=== INPUT RECORDS ===
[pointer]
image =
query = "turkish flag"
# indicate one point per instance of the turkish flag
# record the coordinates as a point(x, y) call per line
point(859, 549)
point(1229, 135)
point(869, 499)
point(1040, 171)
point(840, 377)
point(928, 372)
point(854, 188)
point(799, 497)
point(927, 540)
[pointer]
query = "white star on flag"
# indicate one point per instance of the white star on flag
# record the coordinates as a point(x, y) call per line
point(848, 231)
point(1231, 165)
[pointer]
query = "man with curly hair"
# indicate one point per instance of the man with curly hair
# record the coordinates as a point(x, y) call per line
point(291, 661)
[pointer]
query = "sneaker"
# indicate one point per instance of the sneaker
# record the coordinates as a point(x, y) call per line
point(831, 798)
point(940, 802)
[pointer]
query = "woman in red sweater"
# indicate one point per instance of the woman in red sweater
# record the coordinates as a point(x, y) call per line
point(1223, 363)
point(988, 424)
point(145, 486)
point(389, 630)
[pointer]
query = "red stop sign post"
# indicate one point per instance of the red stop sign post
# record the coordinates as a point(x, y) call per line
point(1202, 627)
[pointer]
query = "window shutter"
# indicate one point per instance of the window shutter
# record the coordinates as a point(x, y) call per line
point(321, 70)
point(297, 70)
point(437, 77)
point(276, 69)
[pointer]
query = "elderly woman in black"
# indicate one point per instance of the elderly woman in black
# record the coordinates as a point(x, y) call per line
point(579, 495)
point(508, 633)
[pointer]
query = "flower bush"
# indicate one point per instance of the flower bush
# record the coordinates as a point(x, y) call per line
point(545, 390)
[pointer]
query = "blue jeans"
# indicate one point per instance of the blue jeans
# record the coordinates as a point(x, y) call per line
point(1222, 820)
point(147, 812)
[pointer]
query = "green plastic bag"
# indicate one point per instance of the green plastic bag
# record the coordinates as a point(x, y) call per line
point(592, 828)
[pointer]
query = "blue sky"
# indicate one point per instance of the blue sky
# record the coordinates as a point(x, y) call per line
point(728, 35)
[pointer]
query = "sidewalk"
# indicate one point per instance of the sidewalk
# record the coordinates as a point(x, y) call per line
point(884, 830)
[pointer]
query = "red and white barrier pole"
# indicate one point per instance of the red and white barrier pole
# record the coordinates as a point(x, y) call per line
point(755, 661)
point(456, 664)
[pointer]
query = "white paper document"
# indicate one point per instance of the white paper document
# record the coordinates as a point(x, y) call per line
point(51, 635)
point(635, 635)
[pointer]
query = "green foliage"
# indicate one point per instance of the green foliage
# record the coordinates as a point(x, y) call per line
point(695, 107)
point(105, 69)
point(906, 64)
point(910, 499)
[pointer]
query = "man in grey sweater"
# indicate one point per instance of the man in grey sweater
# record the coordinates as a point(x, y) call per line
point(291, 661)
===
__WHAT IS BEING ASKED__. Produce a verbatim transcription of the entries above.

__EXERCISE ANSWER__.
[pointer]
image =
query = "turkish flag"
# indicate one point per instance of the turkish flag
# record the coordinates as a point(x, y) call per line
point(859, 549)
point(1229, 135)
point(869, 499)
point(1040, 171)
point(840, 377)
point(928, 372)
point(854, 188)
point(799, 497)
point(927, 540)
[pointer]
query = "white star on flag"
# indicate one point per instance of the white star on flag
# record the coordinates as a point(x, y) call per line
point(848, 231)
point(1231, 165)
[pointer]
query = "man with curly hair"
# indicate one point per instance of the man with curly hair
# record the coordinates as a point(x, y) call per line
point(291, 661)
[pointer]
query = "sneaker"
# indicate one point per instance of the sneaker
# record the coordinates as a point(x, y) call per line
point(831, 798)
point(940, 802)
[pointer]
query = "woman in red sweater"
# indicate one point per instance of the woman in red sweater
# record the coordinates as a point(x, y) call per line
point(1223, 363)
point(988, 424)
point(145, 486)
point(389, 630)
[pointer]
query = "red stop sign post"
# indicate one point per instance of the red stop sign post
# record the coordinates as a point(x, y) call per line
point(1202, 627)
[pointer]
query = "window shutter"
# indicate one point per instance of the window shutter
# record the coordinates as a point(x, y) call per line
point(321, 70)
point(297, 70)
point(437, 77)
point(276, 69)
[pointer]
query = "elderly woman in black"
# indicate one point per instance of the elderly woman in black
# record the coordinates as a point(x, y) call per line
point(579, 495)
point(508, 633)
[pointer]
query = "flower bush"
# indicate one point per instance of the flower bush
# record the coordinates as a point(x, y) call per line
point(545, 390)
[pointer]
query = "blue jeans"
# indicate one point per instance of the blue jeans
# record the coordinates as a point(x, y) call per line
point(1222, 820)
point(147, 812)
[pointer]
query = "green plastic bag"
# indicate one point per instance of the green plastic bag
# record the coordinates as a point(x, y) call per line
point(592, 828)
[pointer]
query = "blue sky"
# indicate one point per instance of the blue sky
# record the coordinates as a point(x, y) call per line
point(728, 35)
[pointer]
query = "sidewalk"
# indicate one point per instance of the sidewalk
# record the coordinates as a point(x, y) call per line
point(884, 830)
[pointer]
query = "red and white barrier pole"
# indicate one point per instance of the red and white barrier pole
# record the coordinates as a point(x, y) call per line
point(755, 661)
point(456, 664)
[pointer]
query = "white paper document"
# indicate one point per instance of the white paper document
# record the coordinates as a point(x, y) call per line
point(51, 635)
point(635, 635)
[pointer]
query = "green foliage"
# indicate one point per instance of the green foliage
# record the coordinates as a point(x, y) call per line
point(695, 107)
point(105, 69)
point(906, 64)
point(910, 499)
[pointer]
query = "man in grey sweater"
# indicate one point per instance of the man in grey sweater
# record the coordinates as a point(x, y) call per line
point(291, 661)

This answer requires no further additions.